- [TAREA BREVE A]: Indica si cada una de las siguientes afirmaciones concuerda con el documento que aparece a continuación. Responde sí o no y cita textualmente las palabras del documento que lo deciden: (i) Hillary Clinton escribió en medio del asalto al Capitolio. (ii) El documento presenta el asalto como un hecho con precedentes. (iii) La persecución de la disidencia caracteriza a las autocracias.

== DOCUMENTO

El asalto a la democracia perpetrado por una multitud de seguidores de Donald Trump incitados, motivados, inspirados o guiados por el presidente no es solo un hecho sin precedentes de una trascendencia inconmensurable, sino una muestra de la fragilidad de la democracia y de los valores que protege. Como escribió Hillary Clinton en medio del fragor del asalto al Capitolio de Washington, la democracia mostró su flanco más vulnerable y la insurrección adquirió por momentos el perfil de un desafío global a las reglas básicas que inspiran la cultura democrática frente a la arbitrariedad, el sectarismo y la persecución de la disidencia que caracterizan a las autocracias y a los regímenes totalitarios.

====
== ENTRADAS PROPORCIONADAS

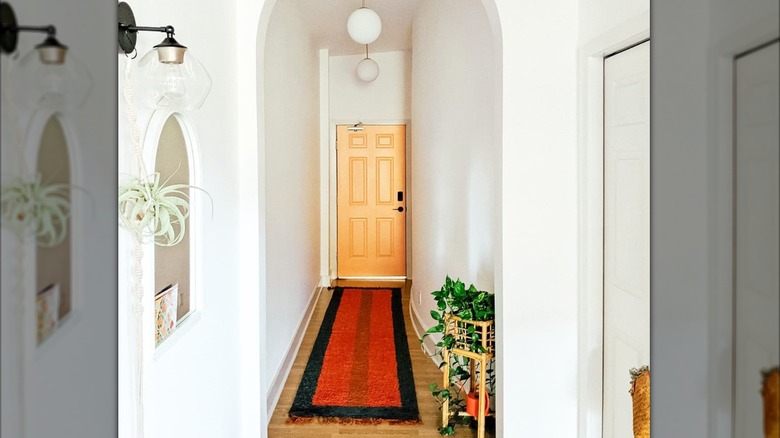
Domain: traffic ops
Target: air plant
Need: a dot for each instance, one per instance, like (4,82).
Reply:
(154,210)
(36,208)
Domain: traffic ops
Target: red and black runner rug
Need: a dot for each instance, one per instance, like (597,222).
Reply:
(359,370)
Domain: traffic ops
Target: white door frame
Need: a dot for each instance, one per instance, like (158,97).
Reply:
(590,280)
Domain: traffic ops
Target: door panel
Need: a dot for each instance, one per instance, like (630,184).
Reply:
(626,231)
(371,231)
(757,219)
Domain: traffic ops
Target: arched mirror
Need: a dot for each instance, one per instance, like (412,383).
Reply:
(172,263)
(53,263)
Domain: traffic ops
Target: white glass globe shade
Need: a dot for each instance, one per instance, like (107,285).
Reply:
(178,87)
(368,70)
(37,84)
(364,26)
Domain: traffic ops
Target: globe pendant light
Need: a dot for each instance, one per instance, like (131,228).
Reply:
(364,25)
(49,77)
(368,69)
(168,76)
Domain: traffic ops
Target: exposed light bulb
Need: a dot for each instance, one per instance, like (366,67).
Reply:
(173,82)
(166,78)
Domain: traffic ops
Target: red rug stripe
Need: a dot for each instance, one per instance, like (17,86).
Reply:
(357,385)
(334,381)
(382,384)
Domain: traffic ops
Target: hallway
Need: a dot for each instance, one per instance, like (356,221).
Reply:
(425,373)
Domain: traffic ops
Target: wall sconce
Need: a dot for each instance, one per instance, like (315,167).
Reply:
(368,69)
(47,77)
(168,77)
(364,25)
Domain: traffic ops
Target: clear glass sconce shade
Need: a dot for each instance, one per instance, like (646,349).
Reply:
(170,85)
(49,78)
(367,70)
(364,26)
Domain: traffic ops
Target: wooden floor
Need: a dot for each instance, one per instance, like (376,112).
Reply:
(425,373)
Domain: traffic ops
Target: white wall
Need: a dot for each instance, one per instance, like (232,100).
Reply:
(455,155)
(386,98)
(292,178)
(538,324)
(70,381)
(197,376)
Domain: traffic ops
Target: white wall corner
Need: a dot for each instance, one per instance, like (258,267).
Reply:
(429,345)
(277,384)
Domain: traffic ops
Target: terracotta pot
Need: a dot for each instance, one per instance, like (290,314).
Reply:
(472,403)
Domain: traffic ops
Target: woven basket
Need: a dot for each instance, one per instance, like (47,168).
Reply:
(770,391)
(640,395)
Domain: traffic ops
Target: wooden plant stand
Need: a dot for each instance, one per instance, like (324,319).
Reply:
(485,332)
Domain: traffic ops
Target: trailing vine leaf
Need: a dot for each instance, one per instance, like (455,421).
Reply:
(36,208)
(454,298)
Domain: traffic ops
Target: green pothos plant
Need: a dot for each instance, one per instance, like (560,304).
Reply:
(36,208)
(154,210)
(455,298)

====
== ENTRADAS PROPORCIONADAS

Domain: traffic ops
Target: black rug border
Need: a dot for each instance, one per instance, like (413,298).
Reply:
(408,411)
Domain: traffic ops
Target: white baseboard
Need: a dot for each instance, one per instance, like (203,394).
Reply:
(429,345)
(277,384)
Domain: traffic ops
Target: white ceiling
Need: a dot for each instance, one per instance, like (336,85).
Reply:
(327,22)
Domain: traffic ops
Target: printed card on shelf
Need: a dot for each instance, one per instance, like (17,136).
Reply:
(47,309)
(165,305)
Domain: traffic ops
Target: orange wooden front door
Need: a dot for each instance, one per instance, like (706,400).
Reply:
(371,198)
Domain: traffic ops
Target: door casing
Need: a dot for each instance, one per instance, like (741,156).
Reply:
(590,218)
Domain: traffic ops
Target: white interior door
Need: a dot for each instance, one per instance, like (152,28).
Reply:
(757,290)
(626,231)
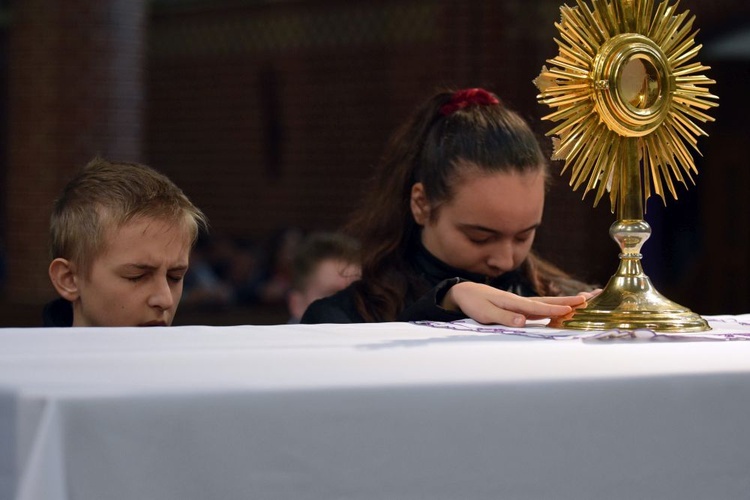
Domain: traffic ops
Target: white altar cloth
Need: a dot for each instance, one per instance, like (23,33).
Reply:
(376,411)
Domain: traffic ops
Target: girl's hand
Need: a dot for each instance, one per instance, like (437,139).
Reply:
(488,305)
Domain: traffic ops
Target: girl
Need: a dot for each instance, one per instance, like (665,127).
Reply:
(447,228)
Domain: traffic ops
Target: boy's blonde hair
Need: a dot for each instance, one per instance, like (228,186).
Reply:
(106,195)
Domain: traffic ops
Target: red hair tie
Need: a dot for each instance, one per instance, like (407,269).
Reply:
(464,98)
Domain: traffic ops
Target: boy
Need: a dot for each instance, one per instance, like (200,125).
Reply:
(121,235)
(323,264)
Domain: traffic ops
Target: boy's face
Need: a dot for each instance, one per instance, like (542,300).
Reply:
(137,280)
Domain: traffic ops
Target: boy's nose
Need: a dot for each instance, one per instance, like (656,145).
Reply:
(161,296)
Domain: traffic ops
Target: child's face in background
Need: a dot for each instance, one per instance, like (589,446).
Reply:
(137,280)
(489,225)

====

- [TAREA BREVE B]: Extrae todas las líneas de las entradas que contengan la cadena "shade", teniendo en cuenta las mayúsculas y minúsculas.

- [RESPUESTA CORRECTA A]:
(i) Sí: «Como escribió Hillary Clinton en medio del fragor del asalto al Capitolio de Washington».
(ii) No: «no es solo un hecho sin precedentes de una trascendencia inconmensurable».
(iii) Sí: «la persecución de la disidencia que caracterizan a las autocracias y a los regímenes totalitarios».

- [RESPUESTA CORRECTA B]:
Target: white glass globe shade
Target: clear glass sconce shade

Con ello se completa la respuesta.